TASK TO CARRY OUT:
Using the material that follows, output exactly the lines from the one containing "[spot] the gray boulder" through the one containing "[spot] the field -- a pin for each instance.", with both ends kept.

···

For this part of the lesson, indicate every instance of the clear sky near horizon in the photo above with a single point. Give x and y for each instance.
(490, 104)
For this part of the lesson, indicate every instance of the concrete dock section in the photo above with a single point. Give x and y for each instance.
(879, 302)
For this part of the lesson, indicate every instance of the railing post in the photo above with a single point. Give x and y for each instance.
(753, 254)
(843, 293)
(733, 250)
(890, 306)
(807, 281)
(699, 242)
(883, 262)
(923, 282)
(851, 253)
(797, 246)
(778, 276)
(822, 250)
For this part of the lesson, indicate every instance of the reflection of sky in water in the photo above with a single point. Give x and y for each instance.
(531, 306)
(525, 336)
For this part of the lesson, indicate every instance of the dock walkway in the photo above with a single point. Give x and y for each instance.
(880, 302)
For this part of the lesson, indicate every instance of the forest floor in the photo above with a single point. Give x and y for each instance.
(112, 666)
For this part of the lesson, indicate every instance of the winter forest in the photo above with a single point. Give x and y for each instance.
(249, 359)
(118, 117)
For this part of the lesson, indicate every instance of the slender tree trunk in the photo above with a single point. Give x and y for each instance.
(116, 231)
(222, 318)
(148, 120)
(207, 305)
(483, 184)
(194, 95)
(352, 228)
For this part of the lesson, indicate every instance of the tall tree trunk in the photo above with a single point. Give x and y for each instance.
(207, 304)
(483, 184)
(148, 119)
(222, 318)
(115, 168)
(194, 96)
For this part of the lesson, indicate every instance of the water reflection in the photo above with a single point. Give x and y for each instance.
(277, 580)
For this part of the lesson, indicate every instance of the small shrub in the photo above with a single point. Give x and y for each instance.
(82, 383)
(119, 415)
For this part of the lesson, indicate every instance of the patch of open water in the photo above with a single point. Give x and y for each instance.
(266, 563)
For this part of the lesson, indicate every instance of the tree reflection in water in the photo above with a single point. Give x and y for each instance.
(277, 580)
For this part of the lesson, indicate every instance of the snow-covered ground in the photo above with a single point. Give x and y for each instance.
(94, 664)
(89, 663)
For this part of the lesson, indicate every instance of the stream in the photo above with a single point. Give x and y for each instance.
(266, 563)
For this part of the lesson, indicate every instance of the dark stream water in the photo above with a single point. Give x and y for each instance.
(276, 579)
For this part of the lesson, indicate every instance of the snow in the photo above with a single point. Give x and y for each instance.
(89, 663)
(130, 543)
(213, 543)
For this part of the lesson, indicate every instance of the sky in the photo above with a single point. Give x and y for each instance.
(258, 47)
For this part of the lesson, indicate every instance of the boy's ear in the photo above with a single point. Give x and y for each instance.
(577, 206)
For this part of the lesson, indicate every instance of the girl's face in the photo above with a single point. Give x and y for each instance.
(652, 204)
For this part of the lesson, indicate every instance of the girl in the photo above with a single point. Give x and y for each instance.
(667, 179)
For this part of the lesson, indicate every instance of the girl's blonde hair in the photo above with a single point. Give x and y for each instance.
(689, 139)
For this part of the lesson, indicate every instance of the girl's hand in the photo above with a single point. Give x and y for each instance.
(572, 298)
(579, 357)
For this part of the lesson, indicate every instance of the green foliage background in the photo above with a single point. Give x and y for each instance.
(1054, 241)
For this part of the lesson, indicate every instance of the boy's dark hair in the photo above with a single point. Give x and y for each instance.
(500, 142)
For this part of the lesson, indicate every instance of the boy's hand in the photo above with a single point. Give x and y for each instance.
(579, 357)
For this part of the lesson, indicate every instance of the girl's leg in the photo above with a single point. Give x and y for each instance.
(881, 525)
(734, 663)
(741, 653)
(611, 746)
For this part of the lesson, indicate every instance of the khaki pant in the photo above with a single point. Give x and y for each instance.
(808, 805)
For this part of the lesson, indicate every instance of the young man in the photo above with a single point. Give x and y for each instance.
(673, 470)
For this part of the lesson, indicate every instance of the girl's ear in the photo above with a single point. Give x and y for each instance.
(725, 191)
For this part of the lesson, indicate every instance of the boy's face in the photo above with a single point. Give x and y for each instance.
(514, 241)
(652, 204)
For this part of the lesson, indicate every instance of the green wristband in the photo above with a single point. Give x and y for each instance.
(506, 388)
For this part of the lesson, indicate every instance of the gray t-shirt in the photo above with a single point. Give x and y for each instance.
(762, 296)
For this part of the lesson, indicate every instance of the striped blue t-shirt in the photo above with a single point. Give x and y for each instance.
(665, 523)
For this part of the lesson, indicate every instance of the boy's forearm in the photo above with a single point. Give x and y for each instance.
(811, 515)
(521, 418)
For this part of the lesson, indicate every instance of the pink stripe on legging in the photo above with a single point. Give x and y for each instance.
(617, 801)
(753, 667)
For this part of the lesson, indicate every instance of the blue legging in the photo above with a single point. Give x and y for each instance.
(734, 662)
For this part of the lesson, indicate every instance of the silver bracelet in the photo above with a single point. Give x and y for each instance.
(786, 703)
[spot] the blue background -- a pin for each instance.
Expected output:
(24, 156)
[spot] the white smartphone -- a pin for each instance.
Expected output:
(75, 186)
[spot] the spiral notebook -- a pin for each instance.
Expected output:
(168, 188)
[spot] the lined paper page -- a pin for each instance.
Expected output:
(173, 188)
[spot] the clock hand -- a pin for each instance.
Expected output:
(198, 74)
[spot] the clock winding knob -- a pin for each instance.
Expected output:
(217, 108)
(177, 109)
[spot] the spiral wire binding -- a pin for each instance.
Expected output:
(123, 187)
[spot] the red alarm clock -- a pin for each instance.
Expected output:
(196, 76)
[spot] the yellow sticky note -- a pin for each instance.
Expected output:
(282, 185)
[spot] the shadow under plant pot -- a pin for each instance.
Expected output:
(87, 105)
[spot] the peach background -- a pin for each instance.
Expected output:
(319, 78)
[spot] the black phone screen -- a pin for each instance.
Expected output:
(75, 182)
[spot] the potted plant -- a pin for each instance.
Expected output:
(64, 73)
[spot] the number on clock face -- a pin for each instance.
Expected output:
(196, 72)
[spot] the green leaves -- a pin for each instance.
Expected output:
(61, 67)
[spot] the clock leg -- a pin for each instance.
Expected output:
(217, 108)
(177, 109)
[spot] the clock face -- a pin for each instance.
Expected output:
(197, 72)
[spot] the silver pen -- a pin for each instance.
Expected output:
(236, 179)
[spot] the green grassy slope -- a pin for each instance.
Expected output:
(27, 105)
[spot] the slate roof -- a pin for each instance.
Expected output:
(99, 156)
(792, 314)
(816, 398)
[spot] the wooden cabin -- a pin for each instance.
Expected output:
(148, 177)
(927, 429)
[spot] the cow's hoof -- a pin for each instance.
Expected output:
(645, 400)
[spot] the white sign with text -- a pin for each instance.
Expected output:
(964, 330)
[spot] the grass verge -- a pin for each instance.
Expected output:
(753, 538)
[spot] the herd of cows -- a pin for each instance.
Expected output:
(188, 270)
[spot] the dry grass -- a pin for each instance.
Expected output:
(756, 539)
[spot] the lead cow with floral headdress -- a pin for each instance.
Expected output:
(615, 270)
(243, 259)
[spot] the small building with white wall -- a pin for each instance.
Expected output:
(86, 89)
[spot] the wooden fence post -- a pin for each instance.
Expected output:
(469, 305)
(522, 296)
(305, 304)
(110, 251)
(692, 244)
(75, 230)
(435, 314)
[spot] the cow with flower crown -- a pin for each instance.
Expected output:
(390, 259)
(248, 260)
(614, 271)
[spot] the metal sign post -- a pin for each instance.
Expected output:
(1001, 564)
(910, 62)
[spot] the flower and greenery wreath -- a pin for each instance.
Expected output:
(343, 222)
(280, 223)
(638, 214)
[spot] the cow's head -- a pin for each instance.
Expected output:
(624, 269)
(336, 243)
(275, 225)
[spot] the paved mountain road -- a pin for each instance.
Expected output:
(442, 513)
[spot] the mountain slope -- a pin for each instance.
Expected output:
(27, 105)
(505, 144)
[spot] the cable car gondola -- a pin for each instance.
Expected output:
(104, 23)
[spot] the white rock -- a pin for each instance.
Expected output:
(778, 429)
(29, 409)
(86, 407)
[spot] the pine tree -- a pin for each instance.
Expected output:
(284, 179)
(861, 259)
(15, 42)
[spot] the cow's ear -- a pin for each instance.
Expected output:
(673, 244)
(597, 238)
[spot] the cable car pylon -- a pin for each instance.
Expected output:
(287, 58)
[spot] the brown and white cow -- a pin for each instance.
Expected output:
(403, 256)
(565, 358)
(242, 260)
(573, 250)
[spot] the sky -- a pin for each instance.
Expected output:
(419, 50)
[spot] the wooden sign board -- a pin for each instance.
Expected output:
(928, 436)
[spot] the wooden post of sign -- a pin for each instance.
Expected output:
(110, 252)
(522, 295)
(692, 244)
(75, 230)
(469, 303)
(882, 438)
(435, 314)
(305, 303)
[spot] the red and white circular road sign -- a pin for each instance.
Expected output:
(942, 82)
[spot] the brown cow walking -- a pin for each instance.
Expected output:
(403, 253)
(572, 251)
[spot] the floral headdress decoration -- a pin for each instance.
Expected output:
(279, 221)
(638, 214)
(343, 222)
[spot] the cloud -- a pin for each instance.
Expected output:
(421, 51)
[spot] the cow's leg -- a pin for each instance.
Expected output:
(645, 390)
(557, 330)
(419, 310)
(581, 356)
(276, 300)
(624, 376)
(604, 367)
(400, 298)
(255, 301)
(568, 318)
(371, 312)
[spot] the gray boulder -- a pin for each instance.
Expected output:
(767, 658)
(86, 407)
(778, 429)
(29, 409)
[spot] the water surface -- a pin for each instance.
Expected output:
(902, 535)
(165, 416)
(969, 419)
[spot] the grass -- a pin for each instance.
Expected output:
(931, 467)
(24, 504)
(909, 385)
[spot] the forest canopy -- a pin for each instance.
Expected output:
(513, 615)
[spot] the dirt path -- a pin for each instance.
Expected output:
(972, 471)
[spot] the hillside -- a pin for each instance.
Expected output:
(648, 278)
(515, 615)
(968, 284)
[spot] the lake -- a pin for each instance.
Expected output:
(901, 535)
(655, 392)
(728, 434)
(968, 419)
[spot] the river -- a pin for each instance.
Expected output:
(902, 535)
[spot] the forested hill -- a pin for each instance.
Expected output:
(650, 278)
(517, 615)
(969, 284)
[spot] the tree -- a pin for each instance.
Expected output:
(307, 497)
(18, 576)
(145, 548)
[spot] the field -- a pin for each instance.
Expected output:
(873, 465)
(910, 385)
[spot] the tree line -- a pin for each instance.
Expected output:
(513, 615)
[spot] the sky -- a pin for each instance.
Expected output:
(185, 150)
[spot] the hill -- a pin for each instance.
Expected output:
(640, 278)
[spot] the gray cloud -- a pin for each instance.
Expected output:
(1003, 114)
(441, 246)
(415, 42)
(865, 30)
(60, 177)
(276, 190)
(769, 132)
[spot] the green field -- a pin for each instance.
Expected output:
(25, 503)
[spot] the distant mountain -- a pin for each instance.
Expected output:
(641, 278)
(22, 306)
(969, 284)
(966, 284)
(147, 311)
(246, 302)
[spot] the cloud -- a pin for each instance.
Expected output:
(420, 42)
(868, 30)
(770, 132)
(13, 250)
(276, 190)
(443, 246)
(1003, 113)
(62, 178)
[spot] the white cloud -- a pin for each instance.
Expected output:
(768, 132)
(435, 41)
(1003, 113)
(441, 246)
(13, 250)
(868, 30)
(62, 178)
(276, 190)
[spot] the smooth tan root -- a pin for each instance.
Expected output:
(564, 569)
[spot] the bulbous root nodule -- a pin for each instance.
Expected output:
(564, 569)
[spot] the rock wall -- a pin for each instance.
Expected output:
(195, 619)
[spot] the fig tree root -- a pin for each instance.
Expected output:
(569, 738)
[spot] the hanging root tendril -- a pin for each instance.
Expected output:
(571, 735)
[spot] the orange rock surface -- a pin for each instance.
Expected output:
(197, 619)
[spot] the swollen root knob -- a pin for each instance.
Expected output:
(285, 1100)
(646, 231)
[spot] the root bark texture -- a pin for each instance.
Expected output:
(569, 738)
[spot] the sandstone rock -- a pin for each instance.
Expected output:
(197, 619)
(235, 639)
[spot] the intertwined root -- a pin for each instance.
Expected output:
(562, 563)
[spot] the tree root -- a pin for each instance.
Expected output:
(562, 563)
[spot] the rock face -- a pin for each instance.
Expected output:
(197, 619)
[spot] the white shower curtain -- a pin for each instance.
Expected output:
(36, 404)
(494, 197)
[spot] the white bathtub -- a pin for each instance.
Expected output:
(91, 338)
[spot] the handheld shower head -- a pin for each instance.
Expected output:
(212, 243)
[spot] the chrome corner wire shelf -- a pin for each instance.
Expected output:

···

OUTPUT OF THE EXERCISE:
[spot] the gray boulder -- a pin for each instance.
Expected output:
(767, 658)
(86, 407)
(778, 429)
(29, 409)
[spot] the water surface -- a pin for each instance.
Expected output:
(902, 535)
(165, 416)
(969, 419)
[spot] the grass -- a pin for each instance.
Expected output:
(931, 467)
(24, 504)
(909, 385)
[spot] the forest canopy -- a pin for each instance.
Expected output:
(513, 615)
[spot] the dirt path -- a pin for each instance.
Expected output:
(972, 471)
[spot] the hillside -- a pin for each instance.
Expected output:
(648, 278)
(515, 615)
(968, 284)
[spot] the lake -- a pin for each instance.
Expected output:
(901, 535)
(655, 392)
(728, 434)
(968, 419)
[spot] the river -- a pin for each instance.
Expected output:
(902, 535)
[spot] the forested hill -- a pin for each instance.
Expected output:
(650, 278)
(517, 615)
(969, 284)
[spot] the tree -- a pin for each instance.
Expected output:
(307, 497)
(18, 576)
(145, 548)
[spot] the field -- a pin for each instance.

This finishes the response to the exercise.